### [所给短文]

────────────────

藏族是我国人口众多的少数民族之一,主要聚居在西藏、四川、青海、甘肃、云南等省区。据全国第四次人口普查,藏族人口已达459 万,占全国总人口的0.41%。藏族在早期信仰本地宗教。公元7世纪, 佛教传入,与本土宗教长期斗争和渗透,于公元10世纪形成具有青藏高原特色的藏传佛教。青藏高原封闭的地理环境和严酷的自然条件给藏传佛教的发展提供了得天独厚的土壤,致使宗教和藏族社会的政治、经济、文化紧密地联系在一起,宗教信仰成为藏族群众社会生活相当重要的一个方面。然而,自70年代以来,某些西方大国极力推行所谓“人权外交”,把人权问题作为强权政治的战略武器,在联合国人权委员会会议上充当人权法官,审议许多国家的所谓人权问题,而且在发动人权攻势时往往同实行经济制裁或贸易待遇相联系和挂钩,以便达到在政治上和经济上对他国进行渗透和控制的目的。近几年来,他们利用联合国人权机构、国际人权会议和各种人权论坛,拉拢盟国,支持反华势力和分裂主义分子,在中国藏族宗教信仰上大做文章,虽屡屡遭挫,但仍不放弃利用人权干涉中国内政的立场。现在我们就从宗教信仰角度谈谈中国政府在保障藏族人权方面的态度和所做的努力,让世人从一个侧面了解我国人权状况。

────────────────

### [任务目标 a]
哪些行含有字符串“woman”?请把这些行全部摘出来。

────────────────

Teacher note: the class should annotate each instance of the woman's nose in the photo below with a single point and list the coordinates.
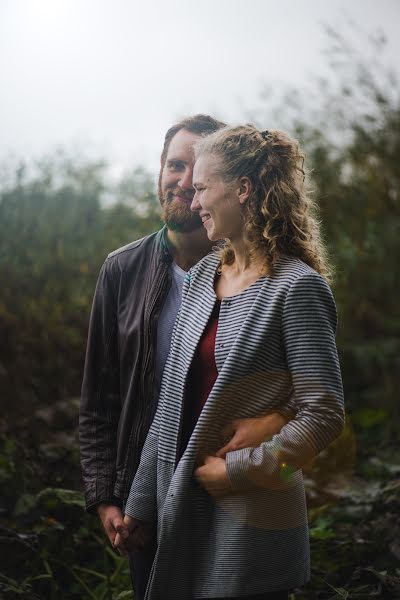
(186, 181)
(195, 203)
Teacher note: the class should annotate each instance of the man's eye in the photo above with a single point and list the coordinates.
(175, 166)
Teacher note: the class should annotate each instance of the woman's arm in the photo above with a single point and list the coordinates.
(308, 332)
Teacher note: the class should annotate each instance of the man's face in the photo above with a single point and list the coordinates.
(176, 186)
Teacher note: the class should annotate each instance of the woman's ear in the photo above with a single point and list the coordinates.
(244, 189)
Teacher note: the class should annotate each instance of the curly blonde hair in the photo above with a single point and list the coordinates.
(279, 215)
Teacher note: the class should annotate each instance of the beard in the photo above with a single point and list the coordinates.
(177, 214)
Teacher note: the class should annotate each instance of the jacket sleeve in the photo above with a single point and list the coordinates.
(142, 499)
(100, 398)
(308, 331)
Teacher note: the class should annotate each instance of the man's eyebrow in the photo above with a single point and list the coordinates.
(178, 160)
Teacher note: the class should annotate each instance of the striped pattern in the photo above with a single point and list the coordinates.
(275, 343)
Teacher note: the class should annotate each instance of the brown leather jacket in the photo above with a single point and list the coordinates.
(118, 404)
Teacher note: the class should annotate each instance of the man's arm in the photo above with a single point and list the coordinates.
(100, 400)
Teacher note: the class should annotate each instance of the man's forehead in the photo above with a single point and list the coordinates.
(181, 145)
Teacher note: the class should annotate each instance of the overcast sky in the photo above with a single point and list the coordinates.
(110, 76)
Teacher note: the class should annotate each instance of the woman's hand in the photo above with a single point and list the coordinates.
(250, 433)
(213, 476)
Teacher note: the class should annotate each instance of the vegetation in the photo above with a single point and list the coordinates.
(57, 224)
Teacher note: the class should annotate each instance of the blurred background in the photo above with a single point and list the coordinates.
(88, 90)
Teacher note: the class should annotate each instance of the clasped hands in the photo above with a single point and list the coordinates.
(131, 534)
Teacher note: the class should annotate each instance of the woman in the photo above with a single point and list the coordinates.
(256, 330)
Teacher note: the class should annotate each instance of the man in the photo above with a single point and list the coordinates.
(134, 308)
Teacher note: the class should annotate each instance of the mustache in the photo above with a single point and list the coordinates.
(179, 192)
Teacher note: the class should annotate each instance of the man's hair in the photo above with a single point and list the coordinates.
(198, 124)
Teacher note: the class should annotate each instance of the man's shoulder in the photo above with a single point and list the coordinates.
(136, 246)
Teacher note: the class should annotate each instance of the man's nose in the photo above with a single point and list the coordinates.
(186, 181)
(195, 203)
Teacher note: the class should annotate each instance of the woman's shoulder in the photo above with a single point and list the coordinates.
(290, 269)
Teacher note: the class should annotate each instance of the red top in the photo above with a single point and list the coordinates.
(201, 378)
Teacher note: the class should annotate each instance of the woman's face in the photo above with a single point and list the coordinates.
(216, 202)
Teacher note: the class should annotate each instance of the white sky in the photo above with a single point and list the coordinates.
(110, 76)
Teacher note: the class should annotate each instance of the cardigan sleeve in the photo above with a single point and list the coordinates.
(142, 500)
(308, 330)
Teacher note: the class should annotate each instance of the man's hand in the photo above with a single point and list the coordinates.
(140, 535)
(112, 519)
(213, 476)
(250, 433)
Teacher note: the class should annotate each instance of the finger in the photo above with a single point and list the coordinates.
(228, 431)
(231, 446)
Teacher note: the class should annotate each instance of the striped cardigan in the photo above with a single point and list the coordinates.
(275, 341)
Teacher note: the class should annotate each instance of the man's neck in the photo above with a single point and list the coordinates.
(187, 248)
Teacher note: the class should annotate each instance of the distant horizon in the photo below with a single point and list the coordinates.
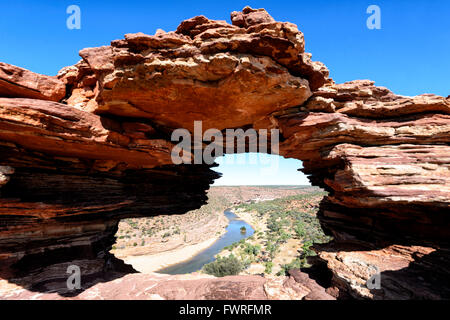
(335, 33)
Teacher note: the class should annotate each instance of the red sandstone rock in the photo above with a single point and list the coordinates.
(69, 171)
(17, 82)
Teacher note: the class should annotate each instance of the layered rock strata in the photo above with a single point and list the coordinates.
(91, 146)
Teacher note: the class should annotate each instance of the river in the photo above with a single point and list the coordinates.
(233, 234)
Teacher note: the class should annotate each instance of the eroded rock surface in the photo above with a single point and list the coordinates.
(91, 146)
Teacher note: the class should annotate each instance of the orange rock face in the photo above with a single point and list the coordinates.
(84, 149)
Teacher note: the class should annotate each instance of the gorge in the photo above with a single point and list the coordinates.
(90, 146)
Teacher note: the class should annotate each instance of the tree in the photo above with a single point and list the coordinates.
(224, 266)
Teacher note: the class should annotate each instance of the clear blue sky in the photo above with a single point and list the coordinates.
(409, 55)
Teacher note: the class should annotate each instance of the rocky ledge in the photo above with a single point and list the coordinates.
(90, 146)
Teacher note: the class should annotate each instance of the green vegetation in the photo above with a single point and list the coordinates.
(224, 266)
(292, 217)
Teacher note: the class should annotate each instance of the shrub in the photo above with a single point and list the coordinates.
(224, 266)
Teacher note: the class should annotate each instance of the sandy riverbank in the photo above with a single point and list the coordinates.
(152, 263)
(175, 249)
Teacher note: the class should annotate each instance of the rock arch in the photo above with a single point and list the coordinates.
(91, 146)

────────────────

### [任务目标 b]
能否用两句话概括这篇关于藏族宗教信仰与人权的短文?

### [书面回答 a]
Teacher note: the class should annotate each instance of the woman's nose in the photo below with a single point and list the coordinates.
Teacher note: the class should annotate each instance of the woman's arm in the photo above with a single point and list the coordinates.
Teacher note: the class should annotate each instance of the woman's ear in the photo above with a single point and list the coordinates.
Teacher note: the class should annotate each instance of the woman's hand in the photo above with a single point and list the coordinates.
Teacher note: the class should annotate each instance of the woman in the photo above with a single point and list the coordinates.
Teacher note: the class should annotate each instance of the woman's shoulder in the photo above with a single point and list the coordinates.
Teacher note: the class should annotate each instance of the woman's face in the photo above with a single point and list the coordinates.

### [书面回答 b]
藏族是我国人口众多的少数民族之一,早期信仰本地宗教,公元7世纪佛教传入后,于公元10世纪形成具有青藏高原特色的藏传佛教,宗教信仰成为藏族群众社会生活相当重要的一个方面。自70年代以来,某些西方大国推行所谓“人权外交”,近几年又在中国藏族宗教信仰上大做文章,短文随后从宗教信仰角度谈中国政府在保障藏族人权方面的态度和所做的努力。